## Using the information
a) Answer these questions using the text on ebook pricing and bookstores:
(i) By what percentage did Nook revenue fall?
(ii) What net loss from continuing operations did Barnes & Noble report for its first quarter of 2017?
(iii) Which two examples of "vibe" does the chain emphasize?
b) List every percentage figure in the text on ebook pricing and bookstores.
c) Reproduce a section of the text on ebook pricing and bookstores. Start at the words "The biggest bookstore", and end after the words "of fiscal 2016.".

## Selected text
**********

This puts publishers in a very painful box. When they cut their ebook prices, they not only reduce sales revenue for each ebook they sell; they also hobble print sales.

casino-royale-181How much of this “pain” can the big publishers endure? Economics in a disruptive environment is merciless. Remember that scene in Casino Royale? (All the men do.) But also recall that Bond got out of it.


Barnes & Noble Barely Hanging On

The biggest bookstore chain has been closing stores and circling wagons. They’ve been emphasizing vibe (coffee house, browsing chairs) but not expanding shelf-space for books. Thus, says another article in PW:

Sales at Barnes & Noble fell 6.6% in the quarter ended July 30, compared to the same period last year. Revenue fell 6.1% in the company’s retail sector, and Nook revenue fell 24.5%. As a result of the lower-than-expected sales, B&N reported a net loss from continuing operations of $14.4 million in the period, its first quarter of 2017, compared to $7.8 million in the first period of fiscal 2016.

We all love bookstores. We hate to see physical shelf space shrink, and brick-and-mortar stores shuttered. A nice development is a rise in the local independent bookstore. Good! There are many cultural benefits to this uptick. However, the scale is small relative to a large chain, and breakout books by new authors cannot be driven on these tiny islands alone.

**********

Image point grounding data
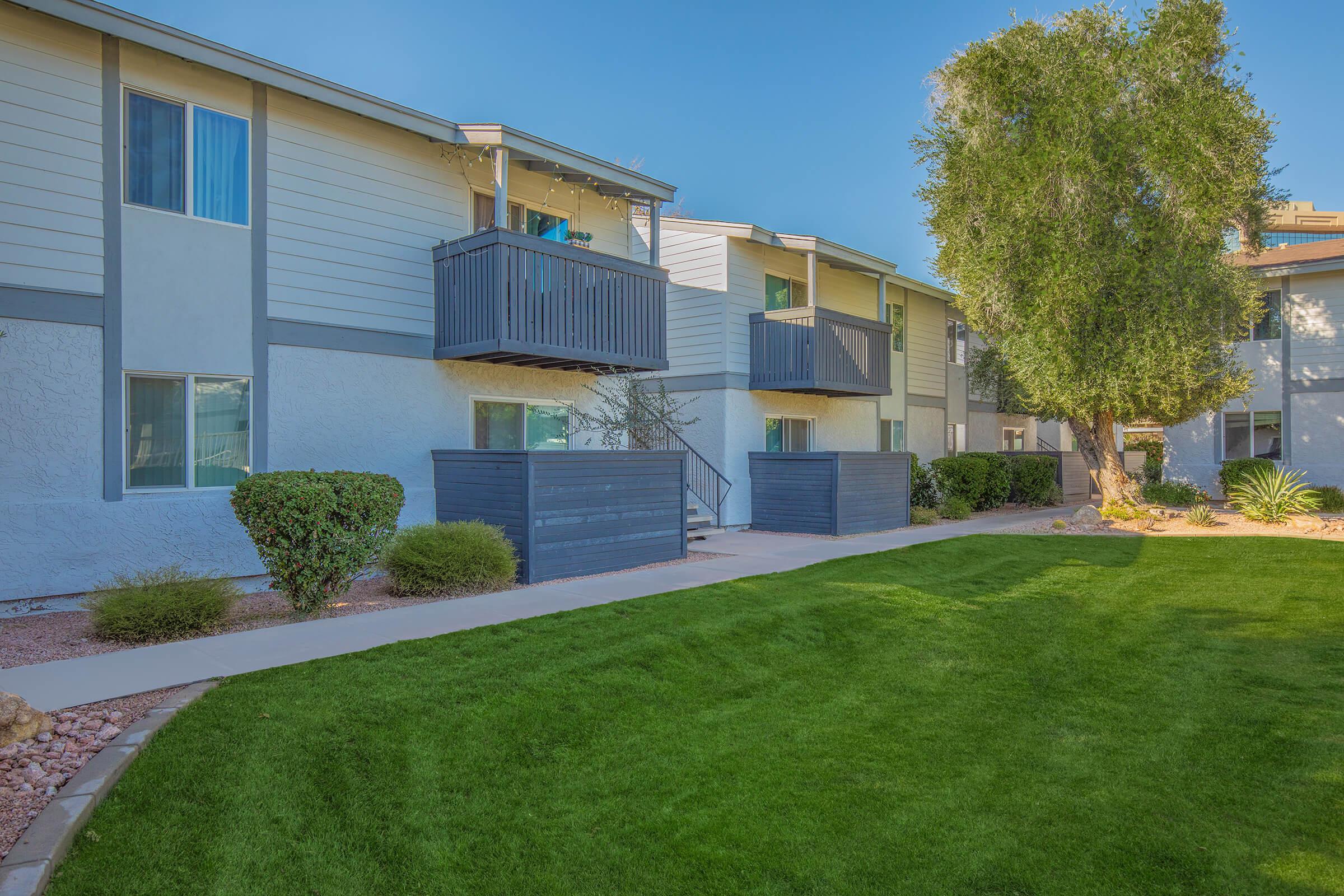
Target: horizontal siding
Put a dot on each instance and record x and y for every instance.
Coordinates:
(1318, 321)
(50, 153)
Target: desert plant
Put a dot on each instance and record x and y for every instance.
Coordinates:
(464, 557)
(998, 480)
(1233, 472)
(924, 491)
(962, 477)
(922, 516)
(316, 531)
(156, 605)
(1202, 516)
(955, 508)
(1034, 479)
(1175, 492)
(1332, 500)
(1273, 494)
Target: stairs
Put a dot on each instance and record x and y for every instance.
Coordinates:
(698, 526)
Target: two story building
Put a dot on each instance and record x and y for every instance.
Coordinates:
(1295, 413)
(213, 265)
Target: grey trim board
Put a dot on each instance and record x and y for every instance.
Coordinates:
(54, 307)
(926, 401)
(112, 432)
(697, 382)
(348, 339)
(261, 327)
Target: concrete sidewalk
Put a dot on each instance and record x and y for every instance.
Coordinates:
(68, 683)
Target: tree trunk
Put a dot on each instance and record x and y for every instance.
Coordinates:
(1097, 444)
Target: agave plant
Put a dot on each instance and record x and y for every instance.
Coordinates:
(1201, 515)
(1272, 496)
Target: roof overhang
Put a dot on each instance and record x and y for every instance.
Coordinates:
(609, 178)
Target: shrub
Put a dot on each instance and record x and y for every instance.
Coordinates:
(1332, 500)
(998, 481)
(1202, 516)
(1233, 472)
(1273, 494)
(962, 477)
(158, 605)
(956, 508)
(1177, 492)
(922, 516)
(449, 558)
(1034, 479)
(316, 531)
(924, 492)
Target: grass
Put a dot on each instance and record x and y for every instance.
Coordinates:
(995, 716)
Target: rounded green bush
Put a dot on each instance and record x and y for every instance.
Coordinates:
(158, 605)
(465, 557)
(956, 508)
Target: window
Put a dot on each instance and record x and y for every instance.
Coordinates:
(783, 292)
(892, 436)
(788, 435)
(956, 342)
(505, 425)
(1272, 324)
(956, 438)
(187, 432)
(897, 318)
(1253, 435)
(186, 159)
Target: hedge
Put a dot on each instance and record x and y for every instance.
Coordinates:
(316, 531)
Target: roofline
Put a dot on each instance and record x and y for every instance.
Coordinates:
(796, 242)
(158, 35)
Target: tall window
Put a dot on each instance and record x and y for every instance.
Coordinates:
(956, 342)
(892, 436)
(897, 318)
(784, 292)
(1253, 435)
(162, 162)
(533, 426)
(788, 435)
(1272, 324)
(187, 432)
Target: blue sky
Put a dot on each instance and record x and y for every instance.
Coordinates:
(796, 117)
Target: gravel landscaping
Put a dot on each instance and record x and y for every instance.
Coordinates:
(31, 772)
(66, 634)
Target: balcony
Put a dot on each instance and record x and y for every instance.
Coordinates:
(505, 297)
(820, 352)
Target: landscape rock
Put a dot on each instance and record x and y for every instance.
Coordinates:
(19, 720)
(1088, 515)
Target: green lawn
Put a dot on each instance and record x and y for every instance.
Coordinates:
(995, 715)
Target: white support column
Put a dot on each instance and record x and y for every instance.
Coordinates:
(655, 231)
(502, 187)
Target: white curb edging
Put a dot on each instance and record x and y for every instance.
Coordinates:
(29, 867)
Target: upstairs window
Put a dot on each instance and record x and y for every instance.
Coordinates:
(897, 318)
(784, 292)
(956, 342)
(186, 159)
(1272, 324)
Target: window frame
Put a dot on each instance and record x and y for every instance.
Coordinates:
(189, 382)
(189, 198)
(812, 429)
(525, 402)
(958, 342)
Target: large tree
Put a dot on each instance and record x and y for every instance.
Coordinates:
(1082, 175)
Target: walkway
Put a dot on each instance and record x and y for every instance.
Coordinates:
(69, 683)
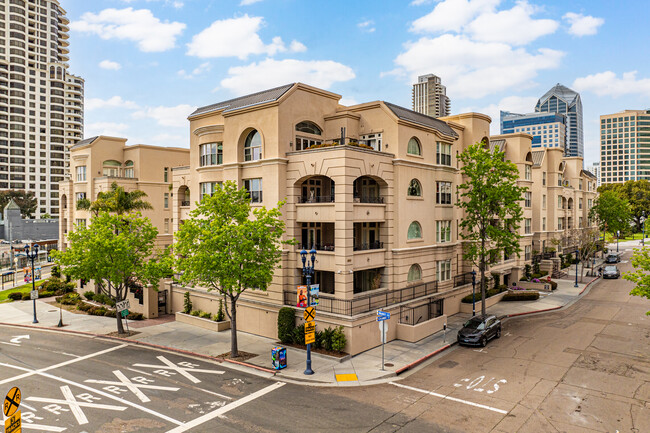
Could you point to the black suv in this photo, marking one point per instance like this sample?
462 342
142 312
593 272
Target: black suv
479 329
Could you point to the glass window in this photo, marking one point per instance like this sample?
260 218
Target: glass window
415 273
414 147
415 231
443 153
415 189
254 188
253 146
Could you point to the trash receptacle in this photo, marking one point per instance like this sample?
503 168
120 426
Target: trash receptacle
279 358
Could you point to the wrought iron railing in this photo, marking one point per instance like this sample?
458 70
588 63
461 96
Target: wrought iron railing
365 303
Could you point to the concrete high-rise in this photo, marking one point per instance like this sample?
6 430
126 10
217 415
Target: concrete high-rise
430 96
561 99
625 146
41 104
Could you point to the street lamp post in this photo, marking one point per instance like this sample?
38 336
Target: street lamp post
32 255
308 271
473 293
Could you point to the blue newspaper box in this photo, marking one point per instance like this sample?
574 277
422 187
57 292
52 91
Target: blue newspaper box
279 358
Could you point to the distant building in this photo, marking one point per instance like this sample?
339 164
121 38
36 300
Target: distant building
430 97
561 99
547 129
623 142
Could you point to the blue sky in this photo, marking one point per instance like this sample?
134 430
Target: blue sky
149 63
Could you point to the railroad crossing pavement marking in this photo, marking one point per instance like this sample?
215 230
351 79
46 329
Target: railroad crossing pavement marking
73 404
124 381
446 397
182 368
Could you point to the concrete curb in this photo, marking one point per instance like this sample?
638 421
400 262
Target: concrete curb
424 358
142 343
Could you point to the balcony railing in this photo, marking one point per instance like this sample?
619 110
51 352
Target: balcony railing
369 246
365 303
368 199
317 199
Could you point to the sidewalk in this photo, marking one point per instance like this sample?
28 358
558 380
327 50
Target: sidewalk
362 369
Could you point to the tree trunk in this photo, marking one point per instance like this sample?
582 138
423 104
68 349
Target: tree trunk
234 352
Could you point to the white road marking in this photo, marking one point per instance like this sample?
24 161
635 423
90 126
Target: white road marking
62 364
219 412
446 397
168 365
133 387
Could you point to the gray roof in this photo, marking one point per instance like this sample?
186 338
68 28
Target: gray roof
85 141
538 157
421 119
246 100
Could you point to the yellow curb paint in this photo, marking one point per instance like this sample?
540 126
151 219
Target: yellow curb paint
346 377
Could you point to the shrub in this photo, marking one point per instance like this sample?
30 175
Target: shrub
338 339
286 323
187 303
527 295
15 296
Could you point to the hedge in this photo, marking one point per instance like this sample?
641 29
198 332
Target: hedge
524 295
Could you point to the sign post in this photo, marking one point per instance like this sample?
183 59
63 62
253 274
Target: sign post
382 316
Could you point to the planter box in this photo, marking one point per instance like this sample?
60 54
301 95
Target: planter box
203 323
467 308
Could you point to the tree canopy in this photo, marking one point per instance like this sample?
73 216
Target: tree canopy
26 201
491 200
226 247
115 251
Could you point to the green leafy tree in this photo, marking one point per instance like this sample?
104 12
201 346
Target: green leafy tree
611 211
116 200
117 252
491 200
26 201
226 247
641 273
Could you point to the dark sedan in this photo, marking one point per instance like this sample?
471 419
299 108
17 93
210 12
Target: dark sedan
479 329
611 272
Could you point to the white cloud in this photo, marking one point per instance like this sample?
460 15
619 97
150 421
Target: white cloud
609 84
452 15
583 25
236 37
474 69
271 72
367 26
105 128
114 102
513 26
108 64
141 26
167 116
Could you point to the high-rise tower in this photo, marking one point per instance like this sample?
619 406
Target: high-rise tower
561 99
430 97
41 104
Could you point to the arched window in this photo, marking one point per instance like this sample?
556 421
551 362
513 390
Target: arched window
253 146
415 231
415 273
415 188
414 147
308 128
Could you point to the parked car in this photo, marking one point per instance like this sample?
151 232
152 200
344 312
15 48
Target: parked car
479 330
611 272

**********

## Answers
a)
(i) 24.5%
(ii) $14.4 million
(iii) Coffee house and browsing chairs

b) 6.6%, 6.1%, 24.5%

c)
The biggest bookstore chain has been closing stores and circling wagons. They’ve been emphasizing vibe (coffee house, browsing chairs) but not expanding shelf-space for books. Thus, says another article in PW:

Sales at Barnes & Noble fell 6.6% in the quarter ended July 30, compared to the same period last year. Revenue fell 6.1% in the company’s retail sector, and Nook revenue fell 24.5%. As a result of the lower-than-expected sales, B&N reported a net loss from continuing operations of $14.4 million in the period, its first quarter of 2017, compared to $7.8 million in the first period of fiscal 2016.